La democrazia diretta non è una pagliacciata (Homo videns)

Come abbiamo visto, per Marco Travaglio la decisione di salvare Salvini dal processo ha significato la caduta dalle 5 stelle alle 5 stalle.

La questione, oltre ad avere un aspetto comico, se non ridicolo, ha un altro aspetto, ben più preoccupante e pericoloso: è quello della democrazia diretta.

Si è saputo che per la questione Salvini hanno votato –su una piattaforma internet non soggetta ad alcuna verifica indipendente– 52.000 persone, di cui 32.000 a favore di Salvini. È come se la popolazione di Mesagne, bambini e anziani inclusi, avesse rappresentato un popolo di 60 milioni di persone. Se questa la chiamano democrazia, c’è molta confusione nelle loro teste.

Stabilito, quindi, che questa non è democrazia, né tantomeno democrazia diretta, ma un nuovo potere, una casta digitale, di pochi individui convinti di sapere tutto (e di poter fare tutto), possiamo noi 60 milioni delegare la nostra vita a 30.000? Vale a dire allo 0,01% dell’Italia?

Ma ancora più inquietante è il sotterfugio nascosto di questa falsità: dare il potere a questi 30.000 di stabilire se uno ha commesso un reato oppure no. Mettiamoci nei panni di uno di questi. Ognuno di questi 30.000, nel votare, si è sentito nel pieno diritto di ergersi a giudice, legislatore e governante. Non può esserci torsione peggiore dei nostri principî costituzionali.

Può il cittadino, nello stesso tempo, essere giudice, legislatore e governante? Poiché il cittadino non è in grado di esercitare tutte e tre le funzioni, fu inventata la separazione dei tre poteri: quello legislativo, quello governativo (ossia esecutivo) e quello giudiziario. E non soltanto perché il singolo cittadino è incompetente su tutti e tre i fronti; anche se lo fosse, lo stesso soggetto non deve esercitare tutti i poteri!

Ma ve lo immaginate uno che si fa una legge, la fa eseguire, e –infine– decide se e come punire chi non esegue quella legge che si è fatta a propria immagine e somiglianza?
_ _ _
● Compiti da svolgere
(a) Spiega in una-tre frasi perché, secondo il brano sul voto online per Salvini, fu inventata la separazione dei tre poteri.
(b) Riscrivi il tratto del brano sul voto online per Salvini che va da "La democrazia diretta non" fino a "della democrazia diretta.", sostituendo "democrazia diretta" con "democrazia digitale".
Le righe successive provengono da una fonte diversa.

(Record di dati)
_ _ _
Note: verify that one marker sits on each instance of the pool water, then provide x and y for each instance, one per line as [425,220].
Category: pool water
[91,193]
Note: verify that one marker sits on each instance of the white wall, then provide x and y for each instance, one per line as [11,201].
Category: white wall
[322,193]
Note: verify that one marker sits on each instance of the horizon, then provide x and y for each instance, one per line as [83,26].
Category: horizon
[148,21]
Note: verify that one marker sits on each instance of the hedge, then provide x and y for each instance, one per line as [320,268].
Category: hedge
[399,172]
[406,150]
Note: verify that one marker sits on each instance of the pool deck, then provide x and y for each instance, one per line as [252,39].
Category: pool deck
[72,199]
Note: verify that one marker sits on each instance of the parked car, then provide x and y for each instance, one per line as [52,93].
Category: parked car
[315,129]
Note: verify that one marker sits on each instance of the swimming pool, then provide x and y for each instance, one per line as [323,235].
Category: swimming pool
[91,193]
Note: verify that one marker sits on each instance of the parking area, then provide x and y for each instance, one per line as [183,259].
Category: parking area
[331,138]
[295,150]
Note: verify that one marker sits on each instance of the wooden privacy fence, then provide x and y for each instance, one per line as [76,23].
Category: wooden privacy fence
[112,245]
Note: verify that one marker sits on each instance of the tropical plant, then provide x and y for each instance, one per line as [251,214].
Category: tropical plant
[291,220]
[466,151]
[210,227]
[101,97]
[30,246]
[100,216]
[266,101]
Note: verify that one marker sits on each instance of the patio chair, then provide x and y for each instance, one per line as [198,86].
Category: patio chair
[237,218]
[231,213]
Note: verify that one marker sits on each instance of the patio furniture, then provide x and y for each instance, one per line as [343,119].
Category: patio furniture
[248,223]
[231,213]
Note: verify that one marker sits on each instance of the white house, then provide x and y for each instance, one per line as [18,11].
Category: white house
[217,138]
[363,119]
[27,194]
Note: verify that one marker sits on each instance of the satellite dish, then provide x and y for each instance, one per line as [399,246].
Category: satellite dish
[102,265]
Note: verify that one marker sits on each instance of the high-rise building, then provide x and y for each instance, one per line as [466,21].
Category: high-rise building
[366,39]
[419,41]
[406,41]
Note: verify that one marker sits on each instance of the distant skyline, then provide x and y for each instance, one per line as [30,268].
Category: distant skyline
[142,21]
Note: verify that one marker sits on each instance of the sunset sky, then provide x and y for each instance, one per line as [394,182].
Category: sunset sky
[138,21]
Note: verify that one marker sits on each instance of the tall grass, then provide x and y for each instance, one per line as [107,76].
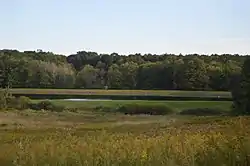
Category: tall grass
[214,142]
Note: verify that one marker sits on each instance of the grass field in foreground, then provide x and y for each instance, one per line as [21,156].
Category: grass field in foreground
[176,105]
[123,92]
[30,138]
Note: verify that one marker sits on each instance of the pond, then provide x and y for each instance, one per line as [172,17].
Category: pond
[87,99]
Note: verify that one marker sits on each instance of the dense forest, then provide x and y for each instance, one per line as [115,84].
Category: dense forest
[90,70]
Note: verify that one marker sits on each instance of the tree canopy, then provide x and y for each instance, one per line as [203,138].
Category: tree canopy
[38,69]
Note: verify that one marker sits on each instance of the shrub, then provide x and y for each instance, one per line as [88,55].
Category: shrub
[133,109]
[22,103]
[202,112]
[46,105]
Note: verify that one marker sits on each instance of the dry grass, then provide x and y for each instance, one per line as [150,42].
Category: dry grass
[135,140]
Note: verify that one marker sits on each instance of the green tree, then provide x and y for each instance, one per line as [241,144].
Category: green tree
[241,93]
[87,78]
[114,77]
[195,75]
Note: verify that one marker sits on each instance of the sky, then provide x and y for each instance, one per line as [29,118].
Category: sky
[126,26]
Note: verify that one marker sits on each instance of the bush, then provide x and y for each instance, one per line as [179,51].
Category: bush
[133,109]
[202,112]
[46,105]
[22,103]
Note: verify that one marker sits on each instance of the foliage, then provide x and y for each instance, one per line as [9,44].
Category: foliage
[133,109]
[241,93]
[90,70]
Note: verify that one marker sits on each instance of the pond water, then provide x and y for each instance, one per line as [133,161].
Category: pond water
[87,99]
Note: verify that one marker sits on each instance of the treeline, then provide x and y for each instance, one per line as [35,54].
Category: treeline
[38,69]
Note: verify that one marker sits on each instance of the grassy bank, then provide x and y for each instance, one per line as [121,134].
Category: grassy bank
[175,105]
[87,138]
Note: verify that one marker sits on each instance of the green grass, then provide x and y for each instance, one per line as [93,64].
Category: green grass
[175,105]
[123,92]
[30,138]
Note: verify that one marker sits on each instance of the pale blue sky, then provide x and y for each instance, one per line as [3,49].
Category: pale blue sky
[126,26]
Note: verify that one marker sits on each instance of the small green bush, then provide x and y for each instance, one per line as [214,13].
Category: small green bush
[133,109]
[46,105]
[202,112]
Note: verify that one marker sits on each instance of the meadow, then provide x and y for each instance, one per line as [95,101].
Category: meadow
[175,105]
[96,138]
[87,134]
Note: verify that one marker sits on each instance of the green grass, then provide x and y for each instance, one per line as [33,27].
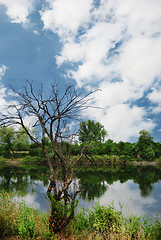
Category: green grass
[102,222]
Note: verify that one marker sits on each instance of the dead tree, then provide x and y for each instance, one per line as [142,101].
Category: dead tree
[51,115]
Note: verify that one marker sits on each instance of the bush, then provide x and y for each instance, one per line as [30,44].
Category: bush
[21,220]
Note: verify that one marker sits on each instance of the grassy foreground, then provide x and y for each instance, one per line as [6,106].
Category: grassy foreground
[19,220]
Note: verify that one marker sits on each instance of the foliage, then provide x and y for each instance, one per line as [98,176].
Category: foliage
[51,114]
[102,222]
[19,219]
[90,131]
[107,220]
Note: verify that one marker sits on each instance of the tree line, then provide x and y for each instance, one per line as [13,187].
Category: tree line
[16,142]
[51,115]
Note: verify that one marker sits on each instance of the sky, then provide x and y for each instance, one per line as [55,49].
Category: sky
[112,45]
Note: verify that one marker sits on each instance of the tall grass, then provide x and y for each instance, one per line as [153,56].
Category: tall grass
[19,219]
[102,222]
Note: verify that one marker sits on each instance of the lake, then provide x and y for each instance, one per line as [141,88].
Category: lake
[137,189]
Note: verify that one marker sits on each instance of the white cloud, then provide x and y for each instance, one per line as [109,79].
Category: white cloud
[66,16]
[18,10]
[3,69]
[118,50]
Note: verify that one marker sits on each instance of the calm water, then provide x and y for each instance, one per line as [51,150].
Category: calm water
[137,188]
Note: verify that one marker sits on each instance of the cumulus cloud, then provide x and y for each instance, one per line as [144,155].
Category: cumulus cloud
[115,46]
[18,10]
[66,16]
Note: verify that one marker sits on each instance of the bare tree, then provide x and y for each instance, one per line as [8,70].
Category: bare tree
[51,115]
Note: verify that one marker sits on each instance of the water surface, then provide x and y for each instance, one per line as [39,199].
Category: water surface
[137,189]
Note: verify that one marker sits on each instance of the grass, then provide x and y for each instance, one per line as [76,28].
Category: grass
[102,222]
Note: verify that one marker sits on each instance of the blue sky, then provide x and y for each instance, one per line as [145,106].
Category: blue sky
[114,45]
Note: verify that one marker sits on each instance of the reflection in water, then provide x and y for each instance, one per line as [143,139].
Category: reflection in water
[137,188]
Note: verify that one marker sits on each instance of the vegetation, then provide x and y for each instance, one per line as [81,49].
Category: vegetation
[51,116]
[102,222]
[90,131]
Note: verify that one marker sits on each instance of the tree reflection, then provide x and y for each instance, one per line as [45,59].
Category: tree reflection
[95,183]
[18,179]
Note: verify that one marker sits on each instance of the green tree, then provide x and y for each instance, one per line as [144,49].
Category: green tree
[91,131]
[51,115]
[7,139]
[144,146]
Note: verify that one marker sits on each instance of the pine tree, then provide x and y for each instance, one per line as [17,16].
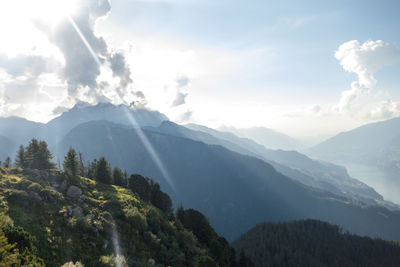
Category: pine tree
[103,172]
[81,165]
[118,177]
[71,164]
[20,158]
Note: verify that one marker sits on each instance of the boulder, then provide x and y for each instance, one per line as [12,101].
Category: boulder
[77,212]
[74,192]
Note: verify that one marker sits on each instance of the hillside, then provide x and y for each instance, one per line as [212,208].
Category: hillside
[234,191]
[314,243]
[62,220]
[7,147]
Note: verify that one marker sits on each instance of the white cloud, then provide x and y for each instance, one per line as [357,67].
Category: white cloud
[364,60]
[385,110]
[182,83]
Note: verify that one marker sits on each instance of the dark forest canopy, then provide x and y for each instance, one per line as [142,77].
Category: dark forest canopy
[314,243]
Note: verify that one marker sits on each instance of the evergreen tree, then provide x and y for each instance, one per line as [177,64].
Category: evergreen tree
[71,164]
[91,169]
[103,172]
[38,156]
[118,177]
[140,186]
[7,162]
[20,158]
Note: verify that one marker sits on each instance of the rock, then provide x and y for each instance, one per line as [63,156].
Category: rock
[69,211]
[77,212]
[74,192]
[35,195]
[36,173]
[60,187]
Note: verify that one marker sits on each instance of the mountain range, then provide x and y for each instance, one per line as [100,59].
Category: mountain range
[266,137]
[373,144]
[235,182]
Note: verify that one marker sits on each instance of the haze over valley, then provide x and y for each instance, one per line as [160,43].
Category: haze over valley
[199,133]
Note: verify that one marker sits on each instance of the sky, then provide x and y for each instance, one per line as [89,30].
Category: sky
[304,68]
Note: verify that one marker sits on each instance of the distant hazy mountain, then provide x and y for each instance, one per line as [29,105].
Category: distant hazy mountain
[7,147]
[266,137]
[82,112]
[310,172]
[373,144]
[234,191]
[21,130]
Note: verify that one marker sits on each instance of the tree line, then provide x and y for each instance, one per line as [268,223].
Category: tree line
[36,155]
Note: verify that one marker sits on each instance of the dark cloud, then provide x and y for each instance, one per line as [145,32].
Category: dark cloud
[28,65]
[182,81]
[120,69]
[83,64]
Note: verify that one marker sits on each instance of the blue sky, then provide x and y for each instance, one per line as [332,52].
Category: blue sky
[234,63]
[286,49]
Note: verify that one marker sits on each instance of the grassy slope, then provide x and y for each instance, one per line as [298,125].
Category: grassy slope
[144,232]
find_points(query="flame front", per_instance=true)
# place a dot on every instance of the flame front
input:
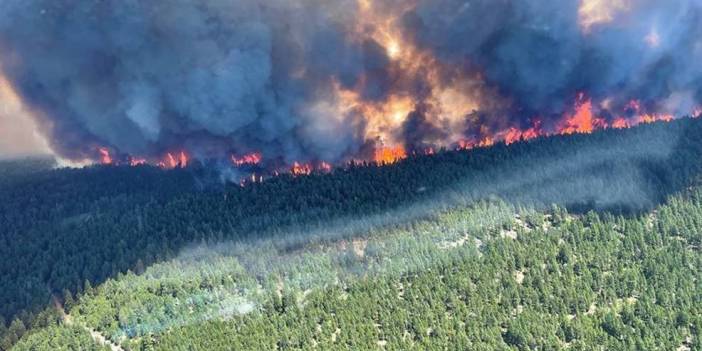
(299, 86)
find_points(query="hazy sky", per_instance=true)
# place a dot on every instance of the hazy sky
(18, 133)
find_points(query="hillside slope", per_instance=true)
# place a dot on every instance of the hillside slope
(66, 231)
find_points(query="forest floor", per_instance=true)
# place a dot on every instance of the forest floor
(96, 335)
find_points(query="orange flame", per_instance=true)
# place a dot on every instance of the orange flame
(179, 160)
(389, 155)
(105, 157)
(299, 169)
(583, 121)
(249, 159)
(135, 161)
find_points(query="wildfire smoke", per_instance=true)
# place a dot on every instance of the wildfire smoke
(304, 84)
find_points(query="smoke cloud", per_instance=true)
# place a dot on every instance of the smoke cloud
(313, 80)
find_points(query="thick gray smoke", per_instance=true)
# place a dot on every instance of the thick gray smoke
(216, 77)
(540, 52)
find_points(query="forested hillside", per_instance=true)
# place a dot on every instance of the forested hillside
(458, 248)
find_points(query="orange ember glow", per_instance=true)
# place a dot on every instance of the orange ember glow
(299, 169)
(389, 155)
(583, 120)
(249, 159)
(325, 167)
(179, 160)
(135, 161)
(105, 157)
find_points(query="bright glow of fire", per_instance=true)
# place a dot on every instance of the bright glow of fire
(389, 155)
(299, 169)
(174, 160)
(249, 159)
(583, 120)
(105, 157)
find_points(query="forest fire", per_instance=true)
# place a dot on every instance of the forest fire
(389, 155)
(376, 82)
(105, 157)
(249, 159)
_ _ _
● Risposte per compito
(a) Fu inventata perché il cittadino non è in grado di esercitare tutte e tre le funzioni di giudice, legislatore e governante. La ragione non è soltanto l'incompetenza del singolo cittadino: anche se fosse competente, lo stesso soggetto non deve esercitare tutti i poteri.

(b)
La democrazia digitale non è una pagliacciata (Homo videns)

Come abbiamo visto, per Marco Travaglio la decisione di salvare Salvini dal processo ha significato la caduta dalle 5 stelle alle 5 stalle.

La questione, oltre ad avere un aspetto comico, se non ridicolo, ha un altro aspetto, ben più preoccupante e pericoloso: è quello della democrazia digitale.